- _Given records_
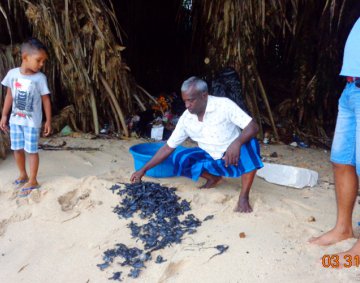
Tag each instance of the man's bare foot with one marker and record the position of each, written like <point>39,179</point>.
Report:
<point>331,237</point>
<point>211,182</point>
<point>243,205</point>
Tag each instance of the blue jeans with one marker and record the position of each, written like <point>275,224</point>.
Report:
<point>346,144</point>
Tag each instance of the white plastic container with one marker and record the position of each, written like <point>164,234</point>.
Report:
<point>157,132</point>
<point>288,175</point>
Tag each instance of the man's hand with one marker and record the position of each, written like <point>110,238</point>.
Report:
<point>47,128</point>
<point>136,177</point>
<point>232,154</point>
<point>3,124</point>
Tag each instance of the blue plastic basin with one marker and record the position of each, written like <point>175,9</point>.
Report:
<point>143,152</point>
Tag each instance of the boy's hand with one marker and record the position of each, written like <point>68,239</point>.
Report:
<point>47,128</point>
<point>3,124</point>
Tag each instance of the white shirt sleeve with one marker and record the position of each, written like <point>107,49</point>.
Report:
<point>179,134</point>
<point>237,115</point>
<point>6,81</point>
<point>43,86</point>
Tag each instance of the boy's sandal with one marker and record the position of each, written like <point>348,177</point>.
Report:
<point>24,192</point>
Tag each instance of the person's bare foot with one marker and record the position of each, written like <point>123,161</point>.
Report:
<point>211,182</point>
<point>331,237</point>
<point>243,205</point>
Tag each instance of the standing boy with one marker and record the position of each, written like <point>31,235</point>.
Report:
<point>345,151</point>
<point>27,91</point>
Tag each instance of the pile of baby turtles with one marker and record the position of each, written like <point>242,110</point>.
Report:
<point>160,207</point>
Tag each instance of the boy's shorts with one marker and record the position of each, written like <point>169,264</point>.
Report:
<point>24,137</point>
<point>346,144</point>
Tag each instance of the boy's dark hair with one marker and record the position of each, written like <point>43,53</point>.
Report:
<point>33,44</point>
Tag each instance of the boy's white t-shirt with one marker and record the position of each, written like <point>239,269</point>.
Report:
<point>26,92</point>
<point>351,61</point>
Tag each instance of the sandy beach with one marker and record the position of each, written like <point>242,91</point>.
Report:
<point>59,233</point>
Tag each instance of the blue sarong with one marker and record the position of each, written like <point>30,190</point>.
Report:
<point>192,162</point>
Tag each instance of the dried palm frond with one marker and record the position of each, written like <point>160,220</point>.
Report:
<point>298,41</point>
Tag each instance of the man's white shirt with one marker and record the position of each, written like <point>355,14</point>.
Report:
<point>221,125</point>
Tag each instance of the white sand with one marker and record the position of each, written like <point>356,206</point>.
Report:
<point>59,233</point>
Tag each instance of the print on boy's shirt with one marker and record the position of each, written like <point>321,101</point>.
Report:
<point>23,98</point>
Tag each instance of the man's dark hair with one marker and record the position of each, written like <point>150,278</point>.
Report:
<point>33,44</point>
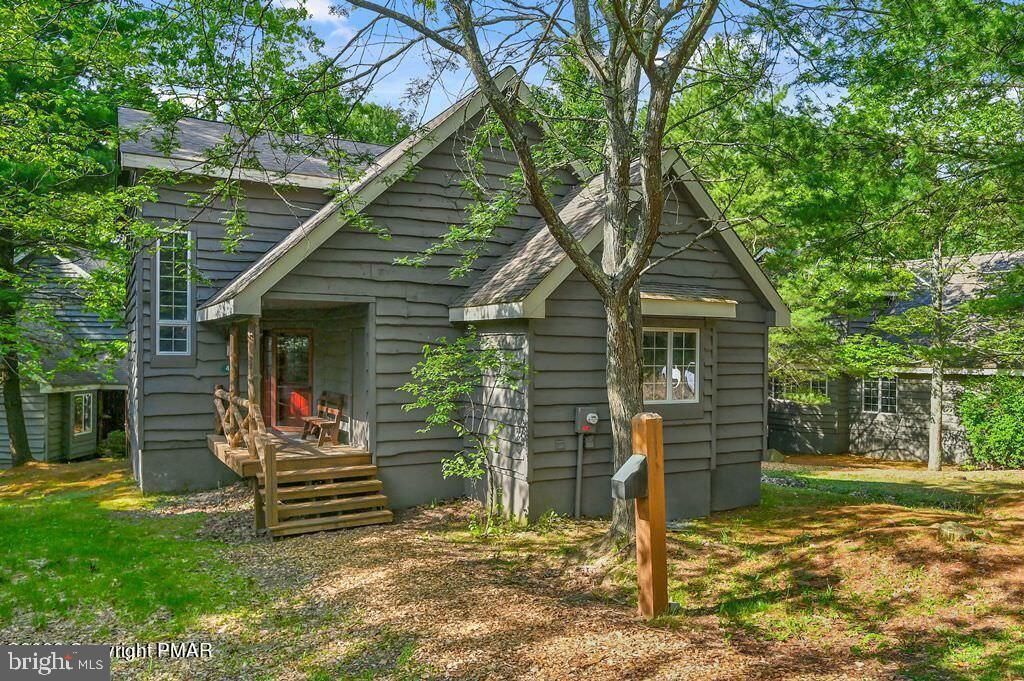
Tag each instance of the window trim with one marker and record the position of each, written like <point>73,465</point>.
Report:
<point>669,348</point>
<point>877,380</point>
<point>90,420</point>
<point>188,323</point>
<point>796,388</point>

- _Written task_
Recast every line of the items above as a Markdown table with the columns Row and Entry, numbering the rows in order and placing each line under Entry. Skip blank lines, and leave the pictures out of the answer.

- _Task output_
| Row | Entry |
|---|---|
| 1 | Tag each instance of the man's bare foot with one marker and record the position of each, written like <point>39,179</point>. |
| 2 | Report: |
| 3 | <point>331,237</point> |
| 4 | <point>211,182</point> |
| 5 | <point>243,205</point> |
| 6 | Tag each instance of the blue jeans with one marker and record the position of each, written like <point>275,224</point>. |
| 7 | Report: |
| 8 | <point>346,144</point> |
| 9 | Tag each instance of the white plastic container with one marker and record the position of each, written like <point>164,234</point>. |
| 10 | Report: |
| 11 | <point>157,132</point> |
| 12 | <point>288,175</point> |
| 13 | Tag each instance of the man's hand with one marker and record the position of each, written like <point>110,238</point>. |
| 14 | Report: |
| 15 | <point>47,128</point> |
| 16 | <point>136,177</point> |
| 17 | <point>232,154</point> |
| 18 | <point>3,124</point> |
| 19 | Tag each instance of the blue plastic basin with one marker and record the position of each, written like <point>175,9</point>. |
| 20 | Report: |
| 21 | <point>143,152</point> |
| 22 | Tag each instance of the boy's hand with one marker and record the position of each, written like <point>68,239</point>. |
| 23 | Report: |
| 24 | <point>47,128</point> |
| 25 | <point>3,124</point> |
| 26 | Tag each instance of the white shirt sleeve with one marker and record the position of each, written like <point>107,49</point>. |
| 27 | Report: |
| 28 | <point>179,134</point> |
| 29 | <point>237,115</point> |
| 30 | <point>6,81</point> |
| 31 | <point>43,86</point> |
| 32 | Tag each instance of the boy's sandal with one marker and record the position of each, written like <point>348,177</point>. |
| 33 | Report: |
| 34 | <point>24,192</point> |
| 35 | Tag each instance of the person's bare foot with one marker and record the position of each, written like <point>123,161</point>. |
| 36 | Report: |
| 37 | <point>211,182</point> |
| 38 | <point>331,237</point> |
| 39 | <point>243,205</point> |
| 40 | Tag each instance of the standing boy with one marker and record the position of each, written like <point>31,235</point>. |
| 41 | Report: |
| 42 | <point>345,151</point> |
| 43 | <point>27,91</point> |
| 44 | Tag each instance of the pile of baby turtles with one marker and record the position of each, written like <point>242,110</point>. |
| 45 | Report: |
| 46 | <point>160,207</point> |
| 47 | Tag each instance of the boy's shorts with one marker and record the position of each, written like <point>169,264</point>. |
| 48 | Report: |
| 49 | <point>24,137</point> |
| 50 | <point>346,144</point> |
| 51 | Tag each instance of the boy's dark hair with one marker and record the position of each, written like <point>43,53</point>. |
| 52 | Report: |
| 53 | <point>33,44</point> |
| 54 | Tag each instance of the boy's white t-shirt with one marker and record the position of each, written like <point>239,269</point>. |
| 55 | Report: |
| 56 | <point>26,92</point> |
| 57 | <point>351,61</point> |
| 58 | Tag each instance of the sandy beach with one marker and record the position of each, written like <point>242,91</point>. |
| 59 | Report: |
| 60 | <point>59,233</point> |
| 61 | Tag each instance of the blue sarong with one marker and record the position of each, written like <point>30,190</point>. |
| 62 | Report: |
| 63 | <point>192,162</point> |
| 64 | Tag each instance of the dried palm frond with one marker and record the position of each, written like <point>160,220</point>. |
| 65 | Report: |
| 66 | <point>298,41</point> |
| 67 | Tag each instance of the man's white shirt with one marker and record the position of each, written like <point>355,14</point>. |
| 68 | Report: |
| 69 | <point>221,125</point> |
| 70 | Tag each instance of the white sand with one marker and record the position of each, written like <point>356,206</point>. |
| 71 | Report: |
| 72 | <point>59,233</point> |
| 73 | Tag each instance of the print on boy's shirt with one marker and record the position of each, written like <point>321,101</point>. |
| 74 | Report: |
| 75 | <point>23,98</point> |
| 76 | Tag each instance of the man's dark hair with one marker and record the position of each, written like <point>150,278</point>. |
| 77 | Report: |
| 78 | <point>33,44</point> |
| 79 | Tag each instance of the window trim with one marker and record the position of each, written like <point>73,465</point>. |
| 80 | Report: |
| 81 | <point>669,348</point> |
| 82 | <point>877,380</point> |
| 83 | <point>90,420</point> |
| 84 | <point>188,323</point> |
| 85 | <point>796,388</point> |